Texto extraído:
⟨
No hay aquí espacio para abordar las numerosas causas de esta gigantesca pira en que se ha transformado una buena parte del país. En teoría, todo el mundo las conoce, desde las autoridades autonómicas hasta el más humilde agricultor o ganadero que se busca la vida en los ingratos entornos rurales, esos tan bobaliconamente admirados por «transicionistas» ecológicos y ecologistas puros de salón, que ya nos tienen hasta los mismísimos con sus atorrantes y empalagosas peroratas verdirrojas.
Un leonés muy popular, José Luis Prada, escribió en la prensa provincial (¡marzo de 1998!) un artículo que ahora viene pintiparado. Lo tituló «Mi verdad sobre los incendios en el Bierzo». En él exponía cuatro razones como puños, encaminadas a explicar por qué tres décadas más tarde podría suceder lo que ahora está sucediendo en tierras bercianas. Profético Prada «a tope». Sus razonamientos son perfectamente aplicables a otros muchos lugares del solar patrio tan oscurecidos por aterradoras humaredas.
⟩
Filas almacenadas:
⟨
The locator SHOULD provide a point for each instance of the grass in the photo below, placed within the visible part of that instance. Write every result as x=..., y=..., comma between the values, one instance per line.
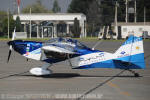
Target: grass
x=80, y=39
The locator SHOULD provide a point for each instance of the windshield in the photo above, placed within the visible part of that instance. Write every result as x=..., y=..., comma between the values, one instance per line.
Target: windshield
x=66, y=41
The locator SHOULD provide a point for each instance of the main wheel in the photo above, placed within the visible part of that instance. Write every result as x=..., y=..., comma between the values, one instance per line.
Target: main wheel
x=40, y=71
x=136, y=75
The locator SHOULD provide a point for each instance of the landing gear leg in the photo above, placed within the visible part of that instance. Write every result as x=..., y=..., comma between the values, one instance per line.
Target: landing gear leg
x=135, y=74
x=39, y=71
⟩
⟨
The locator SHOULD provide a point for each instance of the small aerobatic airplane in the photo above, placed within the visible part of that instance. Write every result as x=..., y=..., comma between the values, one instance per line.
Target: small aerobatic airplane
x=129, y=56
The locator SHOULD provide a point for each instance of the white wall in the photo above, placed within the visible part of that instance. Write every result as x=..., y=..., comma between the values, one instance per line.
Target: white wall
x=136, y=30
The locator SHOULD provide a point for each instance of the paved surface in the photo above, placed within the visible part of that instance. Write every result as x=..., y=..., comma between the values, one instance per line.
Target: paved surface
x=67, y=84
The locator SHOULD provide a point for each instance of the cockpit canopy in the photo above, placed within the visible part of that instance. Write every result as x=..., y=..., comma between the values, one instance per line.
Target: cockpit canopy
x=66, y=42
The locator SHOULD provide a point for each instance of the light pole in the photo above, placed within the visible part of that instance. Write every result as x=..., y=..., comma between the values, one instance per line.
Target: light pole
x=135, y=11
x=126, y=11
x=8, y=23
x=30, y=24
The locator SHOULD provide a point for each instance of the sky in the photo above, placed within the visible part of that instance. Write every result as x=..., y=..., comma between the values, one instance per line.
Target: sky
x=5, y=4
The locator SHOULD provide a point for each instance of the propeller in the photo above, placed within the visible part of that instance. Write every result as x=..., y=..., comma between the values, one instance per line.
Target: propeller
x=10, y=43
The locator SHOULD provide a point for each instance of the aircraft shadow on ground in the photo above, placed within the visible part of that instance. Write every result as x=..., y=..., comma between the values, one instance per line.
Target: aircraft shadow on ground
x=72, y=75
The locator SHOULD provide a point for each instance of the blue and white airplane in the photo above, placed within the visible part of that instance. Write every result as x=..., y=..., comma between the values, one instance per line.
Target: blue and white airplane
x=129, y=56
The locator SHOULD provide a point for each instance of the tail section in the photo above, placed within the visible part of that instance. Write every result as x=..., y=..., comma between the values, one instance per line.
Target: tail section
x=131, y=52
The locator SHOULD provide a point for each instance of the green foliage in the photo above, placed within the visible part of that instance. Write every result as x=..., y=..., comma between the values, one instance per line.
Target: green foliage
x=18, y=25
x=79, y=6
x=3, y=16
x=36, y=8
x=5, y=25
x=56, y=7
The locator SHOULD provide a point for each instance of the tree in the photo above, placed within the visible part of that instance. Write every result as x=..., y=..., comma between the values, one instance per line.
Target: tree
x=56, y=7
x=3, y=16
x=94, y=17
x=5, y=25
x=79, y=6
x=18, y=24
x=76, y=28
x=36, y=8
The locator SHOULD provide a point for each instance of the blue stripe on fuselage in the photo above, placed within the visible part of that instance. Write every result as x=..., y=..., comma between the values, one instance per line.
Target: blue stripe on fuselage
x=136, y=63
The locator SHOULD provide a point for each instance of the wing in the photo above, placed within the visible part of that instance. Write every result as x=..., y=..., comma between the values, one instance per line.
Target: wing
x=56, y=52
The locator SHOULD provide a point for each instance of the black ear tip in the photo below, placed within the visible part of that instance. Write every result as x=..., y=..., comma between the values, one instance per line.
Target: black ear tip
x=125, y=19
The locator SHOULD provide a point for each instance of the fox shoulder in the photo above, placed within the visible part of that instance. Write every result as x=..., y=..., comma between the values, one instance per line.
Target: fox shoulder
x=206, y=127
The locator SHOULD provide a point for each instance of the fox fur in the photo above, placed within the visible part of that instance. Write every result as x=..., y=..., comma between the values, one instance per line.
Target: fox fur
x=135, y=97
⟩
Tareas:
1. Imprime las líneas de los registros comprendidas entre la que contiene "of the tail" y la que contiene "x=131, y=52", ambas incluidas.
2. Prosigue el texto sobre los incendios en el Bierzo a partir de su última oración.
El texto y los registros son independientes entre sí.

Respuestas:
1.
The locator SHOULD provide a point for each instance of the tail section in the photo above, placed within the visible part of that instance. Write every result as x=..., y=..., comma between the values, one instance per line.
Target: tail section
x=131, y=52

2.
En 1627 Lope de Vega compuso una comedia titulada «Del monte sale quien el monte quema», lo cual nos indica que esto de quemar los bosques viene de antiguo. A un resignado lugareño gallego le oí un día esta lapidaria y fatalista sentencia: «O monte ten que arder». Y se va cumpliendo. Salvo que, de una vez por todas y antes de que sea demasiado tarde, caigamos en la cuenta de que para prevenir los fuegos en la temporada estival hay que poner los remedios en pleno invierno.